> [RECORD LIST]:
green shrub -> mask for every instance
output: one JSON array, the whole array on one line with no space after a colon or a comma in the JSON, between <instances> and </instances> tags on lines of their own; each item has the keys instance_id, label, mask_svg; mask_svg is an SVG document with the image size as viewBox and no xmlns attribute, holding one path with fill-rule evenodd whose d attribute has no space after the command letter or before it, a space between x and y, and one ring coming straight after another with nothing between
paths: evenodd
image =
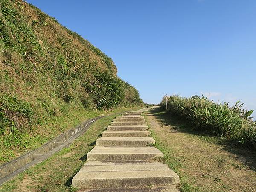
<instances>
[{"instance_id":1,"label":"green shrub","mask_svg":"<svg viewBox=\"0 0 256 192\"><path fill-rule=\"evenodd\" d=\"M165 106L165 99L161 104ZM185 119L194 130L207 130L256 147L256 123L250 117L253 111L242 108L243 105L239 101L230 107L228 103L216 103L198 96L174 95L167 99L168 112Z\"/></svg>"}]
</instances>

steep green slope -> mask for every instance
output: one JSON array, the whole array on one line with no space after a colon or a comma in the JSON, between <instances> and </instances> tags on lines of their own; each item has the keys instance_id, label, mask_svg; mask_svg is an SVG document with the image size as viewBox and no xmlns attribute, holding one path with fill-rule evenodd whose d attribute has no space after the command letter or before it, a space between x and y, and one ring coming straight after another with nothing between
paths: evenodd
<instances>
[{"instance_id":1,"label":"steep green slope","mask_svg":"<svg viewBox=\"0 0 256 192\"><path fill-rule=\"evenodd\" d=\"M0 0L0 163L85 117L140 105L116 72L110 58L38 8Z\"/></svg>"}]
</instances>

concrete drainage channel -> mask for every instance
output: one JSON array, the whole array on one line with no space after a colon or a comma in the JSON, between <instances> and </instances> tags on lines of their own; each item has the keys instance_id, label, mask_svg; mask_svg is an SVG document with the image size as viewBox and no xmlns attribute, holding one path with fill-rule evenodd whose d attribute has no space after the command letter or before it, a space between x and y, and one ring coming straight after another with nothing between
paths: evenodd
<instances>
[{"instance_id":1,"label":"concrete drainage channel","mask_svg":"<svg viewBox=\"0 0 256 192\"><path fill-rule=\"evenodd\" d=\"M70 129L36 149L0 166L0 185L31 166L45 160L54 153L68 146L76 138L84 133L95 121L111 115L101 116L85 121L75 128Z\"/></svg>"}]
</instances>

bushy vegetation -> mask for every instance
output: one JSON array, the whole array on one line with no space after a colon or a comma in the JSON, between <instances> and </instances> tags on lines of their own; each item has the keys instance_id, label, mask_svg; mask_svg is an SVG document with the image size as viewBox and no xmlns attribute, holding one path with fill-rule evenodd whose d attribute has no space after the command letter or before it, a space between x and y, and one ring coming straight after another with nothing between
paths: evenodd
<instances>
[{"instance_id":1,"label":"bushy vegetation","mask_svg":"<svg viewBox=\"0 0 256 192\"><path fill-rule=\"evenodd\" d=\"M164 98L163 107L165 102ZM250 117L253 111L242 106L239 101L230 107L228 103L216 103L203 96L174 95L167 99L168 112L185 119L194 130L207 130L256 148L256 122Z\"/></svg>"},{"instance_id":2,"label":"bushy vegetation","mask_svg":"<svg viewBox=\"0 0 256 192\"><path fill-rule=\"evenodd\" d=\"M27 147L37 129L86 111L142 105L116 72L111 58L54 18L22 0L0 0L0 151Z\"/></svg>"}]
</instances>

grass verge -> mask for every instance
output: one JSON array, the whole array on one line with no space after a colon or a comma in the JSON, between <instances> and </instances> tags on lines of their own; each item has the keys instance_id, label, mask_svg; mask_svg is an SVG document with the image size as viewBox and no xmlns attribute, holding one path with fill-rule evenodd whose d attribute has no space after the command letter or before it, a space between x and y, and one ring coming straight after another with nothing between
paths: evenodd
<instances>
[{"instance_id":1,"label":"grass verge","mask_svg":"<svg viewBox=\"0 0 256 192\"><path fill-rule=\"evenodd\" d=\"M68 148L63 149L43 162L31 167L0 186L0 192L70 192L72 179L87 159L95 141L115 115L94 123L85 134Z\"/></svg>"},{"instance_id":2,"label":"grass verge","mask_svg":"<svg viewBox=\"0 0 256 192\"><path fill-rule=\"evenodd\" d=\"M160 109L145 112L160 161L180 176L183 192L256 191L256 154L225 137L190 131Z\"/></svg>"}]
</instances>

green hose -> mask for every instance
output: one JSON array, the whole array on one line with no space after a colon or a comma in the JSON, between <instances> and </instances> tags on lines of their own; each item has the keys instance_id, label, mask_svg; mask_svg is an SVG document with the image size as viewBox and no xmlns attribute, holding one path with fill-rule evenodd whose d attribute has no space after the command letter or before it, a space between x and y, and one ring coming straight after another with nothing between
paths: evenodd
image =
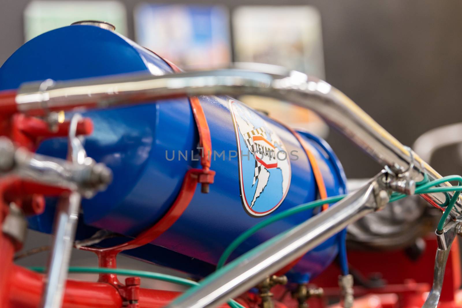
<instances>
[{"instance_id":1,"label":"green hose","mask_svg":"<svg viewBox=\"0 0 462 308\"><path fill-rule=\"evenodd\" d=\"M446 192L447 194L446 195L448 196L449 195L447 195L447 192L448 191L458 191L458 190L462 190L462 186L460 187L437 187L431 188L432 187L433 187L433 186L436 185L438 185L446 182L450 182L451 181L457 181L459 182L459 183L462 184L462 177L458 175L450 175L429 182L428 176L426 174L426 173L425 173L424 175L424 179L422 181L420 181L416 184L417 188L415 190L415 194L419 195L421 194L429 194L436 192ZM444 225L444 222L446 221L446 219L447 218L448 215L449 215L449 213L450 212L451 210L454 207L454 204L457 201L457 198L459 197L459 195L460 194L460 192L458 192L458 193L456 193L454 194L454 195L453 196L453 198L451 198L450 200L450 198L447 198L447 201L444 204L440 205L440 206L443 207L447 206L446 206L446 210L444 211L444 213L443 213L443 216L441 218L441 219L443 221L443 225ZM257 224L251 227L250 229L246 231L245 232L241 234L240 235L233 241L227 247L226 247L225 251L223 252L223 253L221 255L221 256L220 257L220 258L218 261L218 262L217 264L217 269L221 268L225 265L225 263L226 262L226 260L228 260L230 256L231 255L231 254L232 253L232 252L234 251L236 248L245 241L246 240L256 233L260 229L274 222L275 221L280 220L280 219L283 219L286 217L292 216L295 214L297 214L303 211L306 211L308 209L314 208L323 204L325 204L325 203L331 203L337 202L343 199L346 195L343 195L334 197L330 197L325 199L316 200L308 203L301 204L297 207L290 208L284 212L282 212L280 213L278 213L278 214L270 216L266 219ZM391 203L392 202L396 201L403 198L405 198L407 196L407 195L394 192L392 194L391 196L390 196L389 202ZM451 205L450 207L450 205L451 205L451 202L452 202L452 205ZM438 228L439 227L439 226L441 224L442 224L442 220L440 220L439 223L438 224ZM439 229L438 229L438 230Z\"/></svg>"},{"instance_id":2,"label":"green hose","mask_svg":"<svg viewBox=\"0 0 462 308\"><path fill-rule=\"evenodd\" d=\"M44 272L45 267L31 267L29 269L38 272ZM135 270L125 269L123 268L108 268L107 267L70 267L69 268L69 272L73 273L89 273L99 274L117 274L125 276L133 276L144 278L155 279L163 281L167 281L178 284L182 284L188 287L199 285L199 284L195 281L193 281L185 278L177 277L171 275L161 274L160 273L146 272L146 271L136 271ZM231 308L244 308L243 306L231 299L228 302L228 305Z\"/></svg>"},{"instance_id":3,"label":"green hose","mask_svg":"<svg viewBox=\"0 0 462 308\"><path fill-rule=\"evenodd\" d=\"M270 224L272 224L275 221L280 220L280 219L286 218L288 216L299 213L300 212L306 211L310 208L314 208L317 207L322 206L323 204L325 204L326 203L332 203L337 202L337 201L340 201L341 199L343 199L343 197L346 195L340 195L335 196L334 197L330 197L324 199L316 200L308 203L300 204L300 205L298 205L296 207L293 207L289 208L288 210L286 210L284 212L281 212L280 213L278 213L277 214L271 216L264 220L261 221L250 229L246 231L245 232L241 233L241 235L237 237L237 238L233 241L230 244L229 246L226 247L226 249L221 255L221 256L220 257L220 259L218 261L218 263L217 265L217 268L218 269L223 267L223 266L225 265L225 263L226 261L226 260L228 260L228 258L229 258L230 255L232 252L234 251L234 249L237 248L237 247L245 241L245 240L250 237L252 235L254 234L261 229L266 227Z\"/></svg>"}]
</instances>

> [EXERCISE DETAILS]: How many lines of the material above contain the string "every" with case matching? Reply with the number alone.

> [THE OUTPUT]: 6